((

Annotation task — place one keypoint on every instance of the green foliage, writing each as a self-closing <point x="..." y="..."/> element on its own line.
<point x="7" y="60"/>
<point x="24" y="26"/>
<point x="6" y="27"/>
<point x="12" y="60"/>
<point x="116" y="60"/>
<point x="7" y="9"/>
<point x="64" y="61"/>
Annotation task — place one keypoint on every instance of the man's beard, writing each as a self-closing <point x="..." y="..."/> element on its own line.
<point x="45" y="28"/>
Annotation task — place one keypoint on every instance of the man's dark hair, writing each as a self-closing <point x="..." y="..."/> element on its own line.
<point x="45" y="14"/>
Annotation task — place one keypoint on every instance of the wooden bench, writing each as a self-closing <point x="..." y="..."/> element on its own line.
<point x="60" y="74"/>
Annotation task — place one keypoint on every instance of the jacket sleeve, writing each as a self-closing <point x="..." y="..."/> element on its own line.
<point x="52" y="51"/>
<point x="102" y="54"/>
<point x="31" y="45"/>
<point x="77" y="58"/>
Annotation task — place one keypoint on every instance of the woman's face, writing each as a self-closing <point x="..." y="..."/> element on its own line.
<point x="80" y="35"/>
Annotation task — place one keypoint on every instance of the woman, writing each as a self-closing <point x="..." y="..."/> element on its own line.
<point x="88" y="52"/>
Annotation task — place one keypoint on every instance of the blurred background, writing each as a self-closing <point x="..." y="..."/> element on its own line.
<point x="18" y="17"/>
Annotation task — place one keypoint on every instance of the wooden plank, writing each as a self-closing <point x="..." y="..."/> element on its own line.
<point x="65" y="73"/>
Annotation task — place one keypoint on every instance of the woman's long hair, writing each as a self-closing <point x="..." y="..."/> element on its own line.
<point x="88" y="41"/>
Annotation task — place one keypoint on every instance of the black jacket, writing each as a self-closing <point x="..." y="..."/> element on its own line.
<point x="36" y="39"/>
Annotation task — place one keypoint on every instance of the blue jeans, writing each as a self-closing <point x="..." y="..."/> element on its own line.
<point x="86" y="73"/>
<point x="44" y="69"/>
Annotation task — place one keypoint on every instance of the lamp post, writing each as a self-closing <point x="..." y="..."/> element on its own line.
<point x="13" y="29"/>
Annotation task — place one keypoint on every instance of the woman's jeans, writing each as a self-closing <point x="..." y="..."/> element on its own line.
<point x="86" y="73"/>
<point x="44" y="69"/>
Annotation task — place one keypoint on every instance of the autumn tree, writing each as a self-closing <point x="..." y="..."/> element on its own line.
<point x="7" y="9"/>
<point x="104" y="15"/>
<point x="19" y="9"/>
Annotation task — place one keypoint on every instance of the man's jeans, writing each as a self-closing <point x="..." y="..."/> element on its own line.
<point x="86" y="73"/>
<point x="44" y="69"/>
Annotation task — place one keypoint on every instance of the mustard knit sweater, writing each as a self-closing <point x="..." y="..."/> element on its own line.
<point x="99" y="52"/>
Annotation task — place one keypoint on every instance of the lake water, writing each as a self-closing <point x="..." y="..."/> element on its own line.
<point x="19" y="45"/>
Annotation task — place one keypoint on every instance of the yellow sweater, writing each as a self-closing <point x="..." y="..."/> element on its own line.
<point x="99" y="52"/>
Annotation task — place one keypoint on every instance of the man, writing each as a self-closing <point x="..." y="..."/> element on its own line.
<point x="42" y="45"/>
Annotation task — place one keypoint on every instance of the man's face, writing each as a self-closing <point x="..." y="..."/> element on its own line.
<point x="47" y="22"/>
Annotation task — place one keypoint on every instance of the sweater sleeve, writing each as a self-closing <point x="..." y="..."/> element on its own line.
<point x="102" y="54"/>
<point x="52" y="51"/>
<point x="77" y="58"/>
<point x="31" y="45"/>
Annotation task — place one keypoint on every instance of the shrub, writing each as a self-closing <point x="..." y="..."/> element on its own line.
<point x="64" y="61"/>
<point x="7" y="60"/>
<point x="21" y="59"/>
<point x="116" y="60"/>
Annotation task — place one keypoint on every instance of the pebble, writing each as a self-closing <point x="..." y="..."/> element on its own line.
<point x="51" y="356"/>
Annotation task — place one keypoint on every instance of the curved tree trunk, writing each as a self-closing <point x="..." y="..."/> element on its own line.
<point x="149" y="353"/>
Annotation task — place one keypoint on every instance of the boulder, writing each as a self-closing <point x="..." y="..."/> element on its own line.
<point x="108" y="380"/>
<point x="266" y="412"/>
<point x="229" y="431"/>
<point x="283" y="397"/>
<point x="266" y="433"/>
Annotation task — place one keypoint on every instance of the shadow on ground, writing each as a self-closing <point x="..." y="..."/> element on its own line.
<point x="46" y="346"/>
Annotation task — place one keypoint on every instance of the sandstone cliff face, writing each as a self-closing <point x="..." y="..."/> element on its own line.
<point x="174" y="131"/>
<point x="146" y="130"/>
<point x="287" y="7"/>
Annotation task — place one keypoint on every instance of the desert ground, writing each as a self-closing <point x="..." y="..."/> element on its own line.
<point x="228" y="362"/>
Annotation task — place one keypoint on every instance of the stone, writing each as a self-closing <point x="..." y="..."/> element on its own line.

))

# [Exercise task]
Please repeat the listing above in full and exactly.

# [Output for this exercise]
Annotation task — place one keypoint on every instance of the green foliage, writing each as a self-closing <point x="..." y="..."/> element on its own line.
<point x="7" y="60"/>
<point x="24" y="26"/>
<point x="6" y="27"/>
<point x="12" y="60"/>
<point x="116" y="60"/>
<point x="7" y="9"/>
<point x="64" y="61"/>
Annotation task — place one keypoint on every instance of the man's beard, writing each as a self-closing <point x="..." y="..."/> element on its own line.
<point x="45" y="28"/>
Annotation task — place one keypoint on every instance of the man's dark hair, writing each as a self-closing <point x="..." y="..."/> element on its own line.
<point x="45" y="14"/>
Annotation task — place one keypoint on every instance of the wooden bench, writing each as a self-closing <point x="..." y="..."/> element on its own line.
<point x="60" y="74"/>
Annotation task — place one keypoint on every instance of the jacket sleeve, writing each as a self-closing <point x="..." y="..."/> element on its own line.
<point x="52" y="51"/>
<point x="102" y="54"/>
<point x="31" y="45"/>
<point x="77" y="58"/>
Annotation task — place one keypoint on every instance of the woman's face, writing each as a self-closing <point x="..." y="..."/> element on its own line.
<point x="80" y="35"/>
Annotation task — place one keypoint on every instance of the woman, writing each as a self-closing <point x="..." y="..."/> element on its own line.
<point x="88" y="52"/>
Annotation task — place one keypoint on every instance of the blurred background, writing each as a self-closing <point x="..." y="..."/> element on its own line.
<point x="18" y="17"/>
Annotation task — place one keypoint on every instance of the wooden plank, writing each as a self-closing <point x="..." y="..."/> element on its own line.
<point x="65" y="73"/>
Annotation task — place one keypoint on every instance of the woman's long hair, writing each as a self-closing <point x="..." y="..."/> element on its own line.
<point x="88" y="41"/>
Annotation task — place one keypoint on every instance of the black jacket, writing each as a self-closing <point x="..." y="..."/> element on its own line.
<point x="36" y="39"/>
Annotation task — place one keypoint on every instance of the blue jeans, writing each as a self-closing <point x="..." y="..."/> element on its own line.
<point x="86" y="73"/>
<point x="44" y="69"/>
Annotation task — place one keypoint on every instance of the lamp post, writing each as a self-closing <point x="..." y="..."/> element on its own line.
<point x="13" y="29"/>
Annotation task — place one keypoint on every instance of the woman's jeans, writing each as a self-closing <point x="..." y="..."/> element on its own line.
<point x="86" y="73"/>
<point x="44" y="69"/>
Annotation task — place one keypoint on every instance of the autumn tree, writing each as a self-closing <point x="..." y="..."/> element on its own line.
<point x="7" y="9"/>
<point x="104" y="15"/>
<point x="19" y="9"/>
Annotation task — place one keypoint on every instance of the man's jeans, writing each as a self-closing <point x="..." y="..."/> element on its own line.
<point x="86" y="73"/>
<point x="44" y="69"/>
Annotation task — place one keypoint on every instance of the mustard knit sweater, writing each as a self-closing <point x="..." y="..."/> element on its own line.
<point x="99" y="52"/>
Annotation task — place one keypoint on every instance of the lake water, writing each as a self-closing <point x="..." y="..."/> element on its own line.
<point x="19" y="45"/>
Annotation task — place one keypoint on every instance of the yellow sweater, writing each as a self-closing <point x="..." y="..."/> element on its own line.
<point x="99" y="52"/>
Annotation task — place one keypoint on every instance of the man, writing each as a self-closing <point x="..." y="..."/> element on its own line.
<point x="42" y="45"/>
Annotation task — place one keypoint on every instance of the man's face, writing each as a self-closing <point x="..." y="..."/> element on its own line.
<point x="47" y="22"/>
Annotation task — place one keypoint on every instance of the sweater sleeve, writing each as a self-closing <point x="..." y="..."/> element on its own line.
<point x="102" y="54"/>
<point x="52" y="51"/>
<point x="77" y="58"/>
<point x="31" y="45"/>
Annotation task — place one keypoint on every instance of the shrub, writing each as a self-closing <point x="..." y="..."/> element on its own line.
<point x="64" y="61"/>
<point x="7" y="60"/>
<point x="21" y="59"/>
<point x="116" y="60"/>
Annotation task — place one keypoint on every instance of the pebble, writing each as a self-closing <point x="..." y="..."/> element on its own line.
<point x="51" y="356"/>
Annotation task — place one keypoint on every instance of the curved tree trunk, writing each as a self-closing <point x="..." y="..."/> element on its own line.
<point x="149" y="353"/>
Annotation task — place one keypoint on every instance of the boulder, writing each as a self-closing <point x="..." y="..."/> element on its own line.
<point x="108" y="380"/>
<point x="266" y="412"/>
<point x="229" y="431"/>
<point x="283" y="397"/>
<point x="266" y="433"/>
Annotation task — place one keypoint on every instance of the shadow on ground, writing each as a self-closing <point x="..." y="..."/> element on its own line.
<point x="46" y="346"/>
Annotation task — place one keypoint on every instance of the sandstone cliff face, writing each as a self-closing <point x="..." y="..."/> element on its own line.
<point x="174" y="131"/>
<point x="146" y="130"/>
<point x="287" y="7"/>
Annotation task — place one keypoint on every instance of the desert ground, writing each as a self-closing <point x="..." y="..."/> element on its own line.
<point x="228" y="362"/>
Annotation task — place one keypoint on every instance of the stone, writing each as a self-closing <point x="..." y="..."/> element on its own line.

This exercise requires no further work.